§ EXTRACTED RECORDS
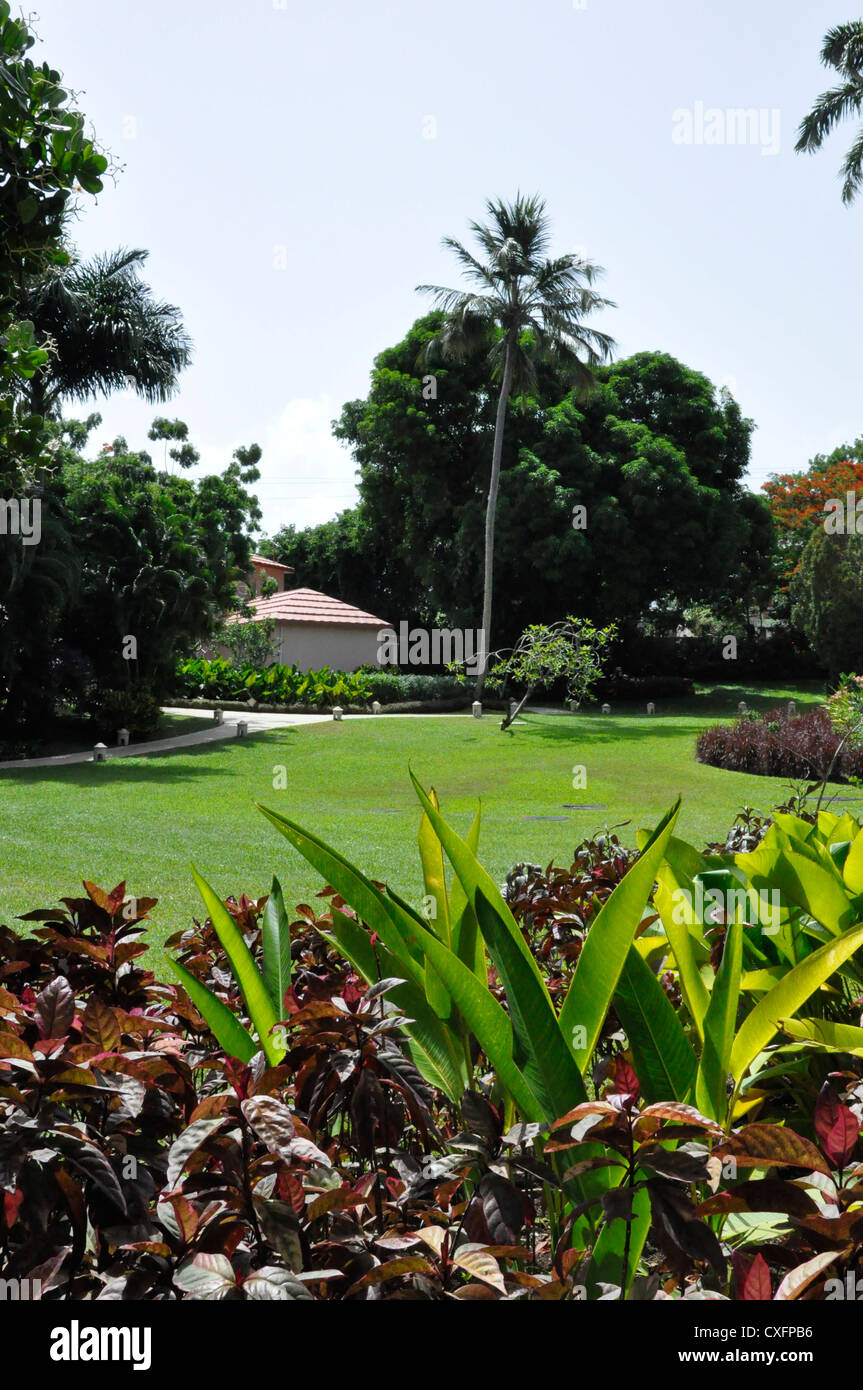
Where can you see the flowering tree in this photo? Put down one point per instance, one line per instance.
(798, 502)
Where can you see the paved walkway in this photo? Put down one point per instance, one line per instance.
(257, 723)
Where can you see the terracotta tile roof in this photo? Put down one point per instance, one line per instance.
(274, 565)
(310, 606)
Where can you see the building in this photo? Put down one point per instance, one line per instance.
(313, 630)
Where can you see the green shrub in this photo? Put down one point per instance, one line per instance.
(135, 709)
(275, 684)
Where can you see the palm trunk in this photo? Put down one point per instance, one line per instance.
(489, 520)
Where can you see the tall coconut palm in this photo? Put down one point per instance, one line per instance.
(842, 49)
(524, 309)
(106, 331)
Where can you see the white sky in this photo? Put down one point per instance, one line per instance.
(245, 127)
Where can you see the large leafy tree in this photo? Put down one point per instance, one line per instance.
(827, 598)
(523, 307)
(107, 331)
(128, 551)
(841, 50)
(655, 456)
(798, 501)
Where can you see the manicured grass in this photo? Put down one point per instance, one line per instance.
(81, 741)
(145, 819)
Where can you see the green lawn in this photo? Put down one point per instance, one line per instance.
(79, 741)
(145, 819)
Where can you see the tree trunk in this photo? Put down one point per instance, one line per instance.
(489, 519)
(513, 715)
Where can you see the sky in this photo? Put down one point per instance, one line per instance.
(292, 168)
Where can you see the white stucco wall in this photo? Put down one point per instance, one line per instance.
(311, 645)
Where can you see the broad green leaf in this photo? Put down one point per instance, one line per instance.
(662, 1052)
(787, 997)
(542, 1051)
(799, 880)
(382, 913)
(224, 1025)
(434, 877)
(434, 873)
(539, 1048)
(720, 1025)
(489, 1025)
(259, 1004)
(466, 936)
(606, 947)
(275, 940)
(441, 1058)
(457, 897)
(678, 920)
(607, 1258)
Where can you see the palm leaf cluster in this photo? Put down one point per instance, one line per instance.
(842, 50)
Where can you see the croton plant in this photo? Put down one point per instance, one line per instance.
(635, 1077)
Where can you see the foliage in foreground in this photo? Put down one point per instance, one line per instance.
(275, 684)
(778, 744)
(314, 1154)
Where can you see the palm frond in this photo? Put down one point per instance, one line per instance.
(827, 111)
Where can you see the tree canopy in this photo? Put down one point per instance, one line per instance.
(655, 456)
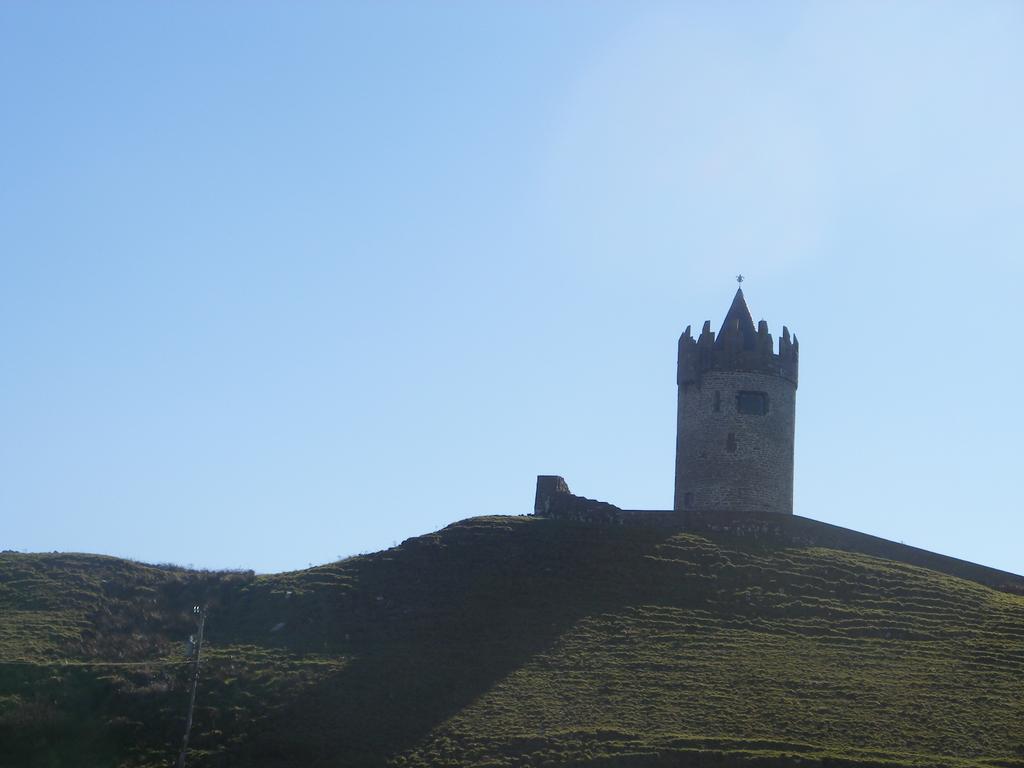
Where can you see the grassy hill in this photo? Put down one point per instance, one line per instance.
(516, 641)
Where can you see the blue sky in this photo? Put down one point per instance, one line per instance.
(282, 283)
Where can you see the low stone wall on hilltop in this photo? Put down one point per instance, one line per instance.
(556, 501)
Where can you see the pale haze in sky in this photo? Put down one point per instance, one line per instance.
(282, 283)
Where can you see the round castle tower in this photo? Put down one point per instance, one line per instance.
(736, 416)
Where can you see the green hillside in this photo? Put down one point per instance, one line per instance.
(516, 641)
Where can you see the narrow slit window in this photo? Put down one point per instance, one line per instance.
(752, 403)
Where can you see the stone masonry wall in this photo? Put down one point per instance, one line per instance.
(729, 461)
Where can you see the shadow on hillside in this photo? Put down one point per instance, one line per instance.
(436, 624)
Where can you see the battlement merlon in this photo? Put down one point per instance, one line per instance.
(736, 350)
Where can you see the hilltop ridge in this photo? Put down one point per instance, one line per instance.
(518, 641)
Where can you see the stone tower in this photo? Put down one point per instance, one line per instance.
(736, 416)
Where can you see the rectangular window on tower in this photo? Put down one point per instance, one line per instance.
(753, 403)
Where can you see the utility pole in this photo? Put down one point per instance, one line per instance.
(192, 699)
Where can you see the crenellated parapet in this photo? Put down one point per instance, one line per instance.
(737, 348)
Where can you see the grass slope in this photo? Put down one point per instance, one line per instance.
(517, 641)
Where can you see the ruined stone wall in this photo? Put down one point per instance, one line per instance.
(730, 461)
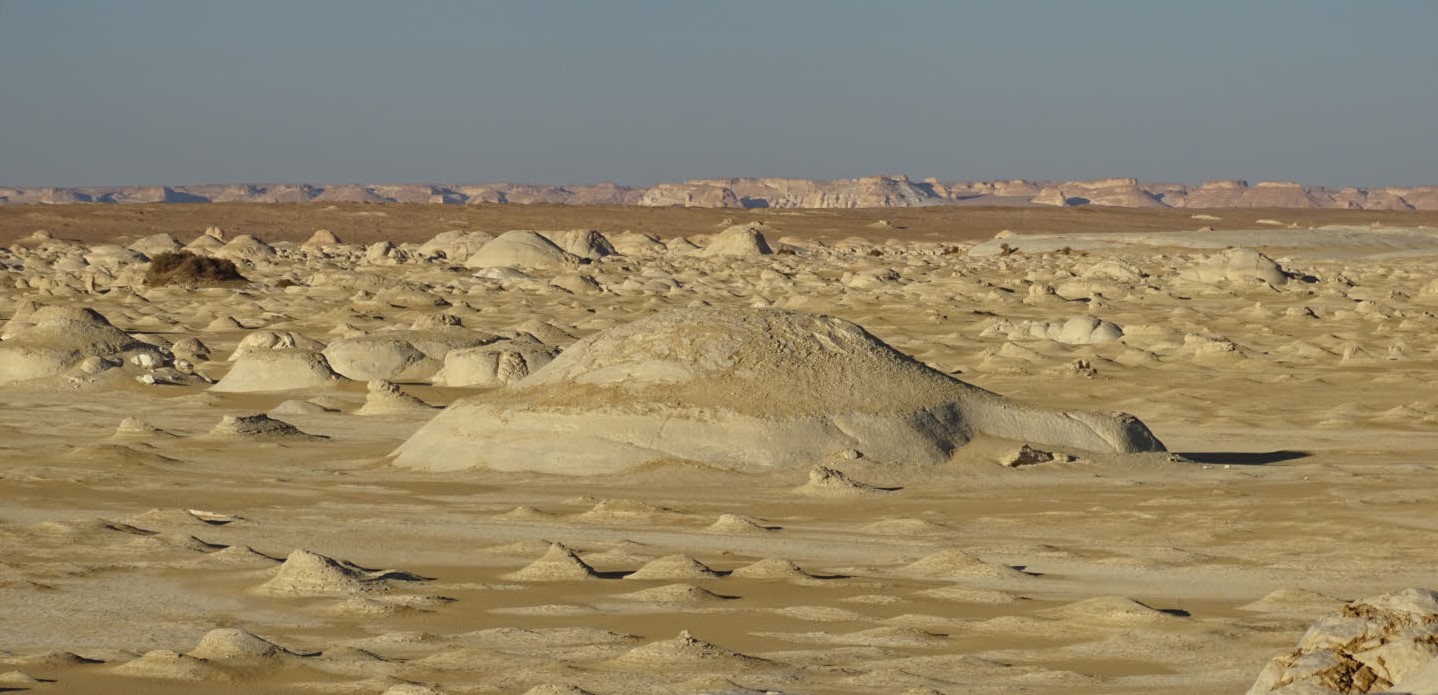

§ EXERCISE PROMPT
Locate every line in the records above that contains the word "window" and copy each of those lines out in full.

§ SOLUTION TO THE PROBLEM
Where can you see the narrow slit window in this photo? Put down one point per instance, one line per instance.
Where can you see the rectangular window on tower in this photo? Put down one point per instance, one line per instance.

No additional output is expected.